[PASSAGE]
=== Begin Enclosure ===

Reading for Lifelong Learning and Leadership: A PICPA Blog Series
By James J. Caruso, CPA, CGMA
Intellectual curiosity and a passion for lifelong learning are two attributes critical for professional excellence and career success – not to mention a more interesting life. One of the best ways to indulge intellectual curiosity and become a lifelong learner is to read. This may sound obvious, but since we spend a significant part of our workdays reading – and most of us spend plenty of personal time reading blogs, social media posts, and the like – not as many of us take the time to read books anymore.
Our workdays, and increasingly our leisure time, is spent in a mode of shallow – and at times erratic – scanning of a huge breadth of online content. In contrast, books offer depth: reading page after page, with deep focus. Going deep in a subject, following up one book with a second on a similar or related topic – perhaps selected from the bibliography – leads to discovering surprising connections and turns us into lateral, integrative thinkers as we connect unrelated dots and develop new ideas and ways of looking at the world. After years of reading, we accumulate a treasure trove of inspirational quotes and wisdom.
Reading deeply and widely gives accountants and financial professionals a perspective they need to see beyond the numbers and partner with business unit leaders to navigate a complex world. For those who aspire to lead, reading is a must, according to retired Navy Adm. James Stavridis in The Leader’s Bookshelf. It exposes us to a variety of life experiences, allows us to get inside the minds of leaders – real or fictional – that we admire, allows us to think through what we would do in the situations we read about, and improves our own written and oral communication skills.

=== End Enclosure ===

[PROVIDED MATERIAL]
=== Begin Enclosure ===

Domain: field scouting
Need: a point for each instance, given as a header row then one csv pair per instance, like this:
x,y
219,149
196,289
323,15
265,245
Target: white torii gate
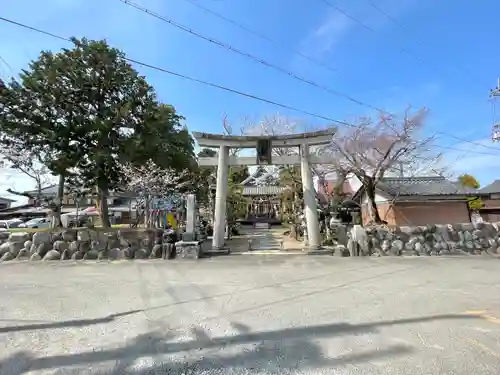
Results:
x,y
264,145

=== End Enclosure ===

[WHAT TO PRODUCE]
Continue the post on reading for lifelong learning and leadership, starting after its last sentence.

[TASK ANSWER]
Personally, I find lessons about business and leadership in biographies about presidents, heads of state, and CEOs. As I read more widely, I find themes that interest me, and I sometimes find those themes in unexpected places. I have found insights about communicating financial forecasts in books about hurricanes, and warnings about cascading failures in leadership, culture, and systems in books about maritime disasters. This is among the most satisfying aspects of reading – discovering topics and ideas that interest you, actively seeking out more books on the subject, and finding further expressions of those same themes where you least expect them. Innovation and creativity arise not from inventing something out of nothing, but by collecting, connecting, and recombining existing concepts and ideas.
And that’s the concept behind my recurring blog, Reading for Lifelong Learning and Leadership. Each quarterly post will discuss a particular book, and some of the business and leadership lessons it provides. It will not be a book report, nor a summary or a review. Each will provide some overall context about the book, but the focus will be on one or more business and leadership insights – some related, others perhaps varied and random – gleaned from the book.
With Labor Day behind us, it is a time of reinvigoration that I like to call “back to school for adults.” While “back to school” is not quite the same in this year of COVID, I think we all still share the renewed energy, motivation, and focus as summer temptations and distractions fade away and year-end rapidly approaches. What better time to begin this journey of Reading for Lifelong Learning and Leadership?
If you would like to join me in my reading, the first book I will be discussing in my follow-up blog will be My Hurricane Andrew Story by Brian Norcross. As I brought up above, this book fits into the “insights in unexpected places” theme as I consider financial forecasting tips from a book on hurricanes. I hope you will consider reading this book along with me, and perhaps we can have a dialog in the comments section at the conclusion of my next blog.